> Problem details
The full listing, written out exactly and without images, is the expected result.

____

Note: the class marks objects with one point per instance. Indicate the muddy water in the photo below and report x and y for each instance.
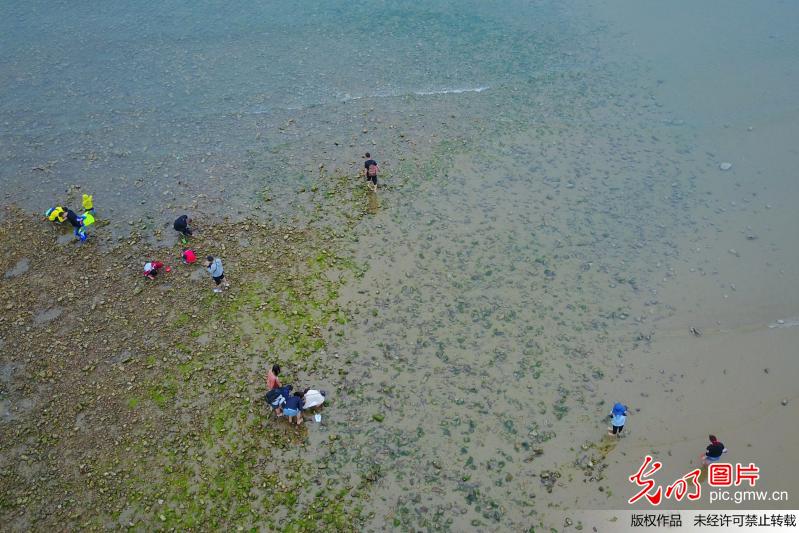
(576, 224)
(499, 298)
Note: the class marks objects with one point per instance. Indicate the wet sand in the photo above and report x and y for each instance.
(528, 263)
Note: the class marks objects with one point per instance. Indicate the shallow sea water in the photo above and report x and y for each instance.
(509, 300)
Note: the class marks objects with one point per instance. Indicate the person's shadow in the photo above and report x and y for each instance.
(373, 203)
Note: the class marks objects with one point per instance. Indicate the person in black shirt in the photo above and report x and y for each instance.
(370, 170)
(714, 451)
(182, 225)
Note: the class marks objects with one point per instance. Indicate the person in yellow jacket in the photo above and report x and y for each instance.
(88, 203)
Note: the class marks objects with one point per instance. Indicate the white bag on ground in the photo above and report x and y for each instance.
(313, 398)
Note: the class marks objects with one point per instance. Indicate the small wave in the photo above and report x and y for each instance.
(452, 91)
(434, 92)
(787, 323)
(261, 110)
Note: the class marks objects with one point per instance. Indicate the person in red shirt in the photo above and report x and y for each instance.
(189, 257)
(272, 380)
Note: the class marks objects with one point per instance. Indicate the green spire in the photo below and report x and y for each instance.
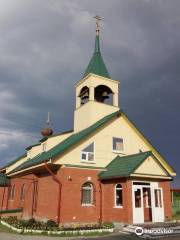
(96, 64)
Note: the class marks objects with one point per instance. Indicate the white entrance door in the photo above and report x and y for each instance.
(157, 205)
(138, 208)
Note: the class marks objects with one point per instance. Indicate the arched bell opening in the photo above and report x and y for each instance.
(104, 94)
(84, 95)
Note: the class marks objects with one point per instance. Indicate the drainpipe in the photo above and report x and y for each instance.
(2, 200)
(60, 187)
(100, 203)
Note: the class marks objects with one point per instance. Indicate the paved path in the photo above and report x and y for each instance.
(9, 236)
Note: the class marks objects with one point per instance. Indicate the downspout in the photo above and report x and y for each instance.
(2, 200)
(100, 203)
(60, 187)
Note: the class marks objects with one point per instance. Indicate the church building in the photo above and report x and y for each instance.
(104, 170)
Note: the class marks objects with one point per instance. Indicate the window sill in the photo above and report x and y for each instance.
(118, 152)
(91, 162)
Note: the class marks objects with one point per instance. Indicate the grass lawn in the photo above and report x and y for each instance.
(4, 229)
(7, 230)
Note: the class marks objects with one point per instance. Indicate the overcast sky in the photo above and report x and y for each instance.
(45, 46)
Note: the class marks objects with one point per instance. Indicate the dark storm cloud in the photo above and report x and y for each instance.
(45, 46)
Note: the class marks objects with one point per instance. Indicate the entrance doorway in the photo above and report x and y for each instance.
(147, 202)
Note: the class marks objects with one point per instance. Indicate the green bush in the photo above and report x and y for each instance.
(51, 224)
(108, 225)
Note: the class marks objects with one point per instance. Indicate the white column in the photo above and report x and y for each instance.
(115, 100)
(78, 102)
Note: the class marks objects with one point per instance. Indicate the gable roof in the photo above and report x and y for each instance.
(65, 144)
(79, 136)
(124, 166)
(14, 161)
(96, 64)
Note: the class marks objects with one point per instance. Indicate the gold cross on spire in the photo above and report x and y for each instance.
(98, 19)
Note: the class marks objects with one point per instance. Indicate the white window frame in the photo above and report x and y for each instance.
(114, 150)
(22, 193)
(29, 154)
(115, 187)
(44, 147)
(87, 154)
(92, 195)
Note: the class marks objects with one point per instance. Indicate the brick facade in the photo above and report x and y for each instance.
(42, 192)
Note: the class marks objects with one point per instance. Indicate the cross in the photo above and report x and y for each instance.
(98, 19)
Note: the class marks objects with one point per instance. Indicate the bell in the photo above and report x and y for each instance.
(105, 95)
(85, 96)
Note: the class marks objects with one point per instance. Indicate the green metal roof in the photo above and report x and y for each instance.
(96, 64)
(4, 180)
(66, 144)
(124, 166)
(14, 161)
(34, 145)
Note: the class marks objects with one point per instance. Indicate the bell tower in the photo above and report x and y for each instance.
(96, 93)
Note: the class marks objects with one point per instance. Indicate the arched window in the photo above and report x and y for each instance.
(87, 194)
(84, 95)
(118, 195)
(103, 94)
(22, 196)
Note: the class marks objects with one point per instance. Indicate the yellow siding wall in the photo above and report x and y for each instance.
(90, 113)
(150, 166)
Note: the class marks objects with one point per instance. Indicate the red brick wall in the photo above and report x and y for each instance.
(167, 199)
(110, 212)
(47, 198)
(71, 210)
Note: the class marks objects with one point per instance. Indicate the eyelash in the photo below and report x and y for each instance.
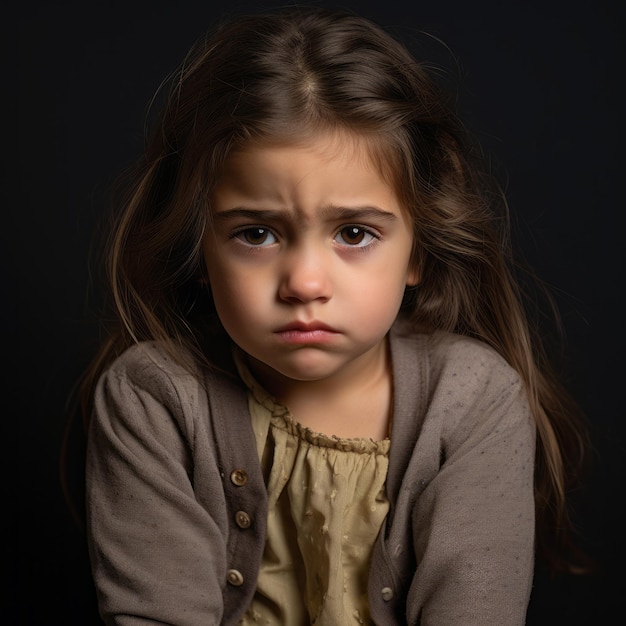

____

> Written reply
Note: the class marks objects with one point per instance. Indicate the muddy water in the photo below and report x and y for each instance.
(576, 224)
(499, 298)
Note: the class marks objects with one point per instance. Indicate the wet sand in the photo above and report x and y for each instance.
(528, 263)
Note: the class marks objects with one point per instance. Indicate the shallow sea water in the photo above and report x and y for each instance.
(509, 300)
Note: the class marks objects with one point per instance. Indicate the person's shadow in the photo above and report x and y for each instance.
(373, 203)
Note: the class marks objects with one point per instance. Indicate the person in black shirt in the photo above and report x and y for each instance.
(370, 170)
(714, 451)
(182, 225)
Note: the class marks objects with one point per instance. Indicate the person in yellow jacket in the photo above and report x and y for each instance.
(88, 203)
Note: the class marks objects with one point per instance. Indicate the white bag on ground in the photo above and report x and y for each instance.
(313, 398)
Note: the class marks objects with one point per instance. Indicate the small wave in the photo above and report x and y for each instance.
(452, 91)
(434, 92)
(787, 323)
(261, 110)
Note: the class marks objects with one point per instance. Indicate the person in red shirt in the photo above and report x and y for each instance.
(189, 257)
(272, 380)
Note: the class marks objects with one point per instance. Indicate the green spire in the photo below and report x and y for each instance.
(96, 64)
Note: the class marks objects with one point per instance. Indicate the white entrance door in the photo above and report x and y for each instance.
(157, 205)
(138, 208)
Note: the class marks objects with one point per instance. Indicate the arched bell opening in the photo above and report x and y for each instance.
(104, 94)
(84, 95)
Note: the class marks objects with one point per instance. Indicate the drainpipe in the photo above and report x and y for each instance.
(2, 200)
(60, 187)
(100, 203)
Note: the class marks objects with one point per instance. Indicate the paved path in the photo above and report x and y for each instance.
(9, 236)
Note: the class marks objects with one point per instance. Indicate the downspout in the photo above and report x and y for each instance.
(2, 200)
(100, 203)
(60, 187)
Note: the class marks objects with one point per instance. Indicate the church building in the photo above and report x and y for each instance.
(104, 170)
Note: the class marks objects with one point per instance. Indicate the window sill in the photo above and report x and y for each instance.
(118, 152)
(91, 162)
Note: the class marks objects with one point per instance. Indicate the grass lawn in the photo above and report x and y for each instance.
(4, 229)
(7, 230)
Note: the class marks objects with one point per instance. Indicate the overcast sky in the photo above and report x and y for each instance.
(45, 46)
Note: the class marks objects with one point per instance. Indicate the dark storm cloud in the photo above and report x and y for each instance.
(45, 46)
Note: the class marks objects with one point per instance. Indicate the entrance doorway in the photo above and report x and y for each instance.
(147, 202)
Note: the class marks objects with one point per instance. Indicate the green bush in the photo above and report x and y for each instance.
(51, 224)
(108, 225)
Note: the class marks objects with one point per instance. Indicate the white column in the photo above and report x and y for each instance.
(115, 100)
(78, 102)
Note: the class marks objects with one point per instance. Indicate the gable roof in the photo above and report x and y for each instance.
(65, 144)
(79, 136)
(124, 166)
(14, 161)
(96, 64)
Note: the class marks objects with one point per instance. Indicate the gold cross on spire in the photo above and report x and y for each instance.
(98, 19)
Note: the class marks objects with one point per instance. Indicate the white window frame in the photo above and report x and y for each instance.
(114, 150)
(22, 193)
(29, 154)
(115, 187)
(44, 147)
(87, 154)
(92, 195)
Note: the class marks objects with one point per instance. Indicate the brick facade in the photo above and report x and y for each instance.
(42, 192)
Note: the class marks objects with one point per instance. Indicate the cross in the photo above and report x and y for each instance.
(98, 19)
Note: the class marks objects with one point per instance. Indicate the bell in the photo above and report x and y for each instance.
(105, 95)
(85, 96)
Note: the class marks objects with one point per instance. Indicate the green metal roof in the photo above and report x and y for each instance.
(96, 64)
(4, 180)
(66, 144)
(124, 166)
(14, 161)
(34, 145)
Note: the class marks objects with one point per instance. Indicate the bell tower in the photo above and report x and y for each instance.
(96, 93)
Note: the class marks objects with one point per instance. Indicate the arched window in the photo above and report x and y for each instance.
(87, 194)
(84, 95)
(118, 195)
(103, 94)
(22, 196)
Note: the class marks objects with one point per instance. Indicate the yellow siding wall in the photo above and report x and y for each instance.
(90, 113)
(150, 166)
Note: the class marks objects with one point per instance. Indicate the red brick wall in the photo above and report x and y for each instance.
(167, 199)
(110, 212)
(47, 198)
(71, 210)
Note: the class marks objects with one point per instance. Indicate the eyelash in the photo below and report x and y for each instance.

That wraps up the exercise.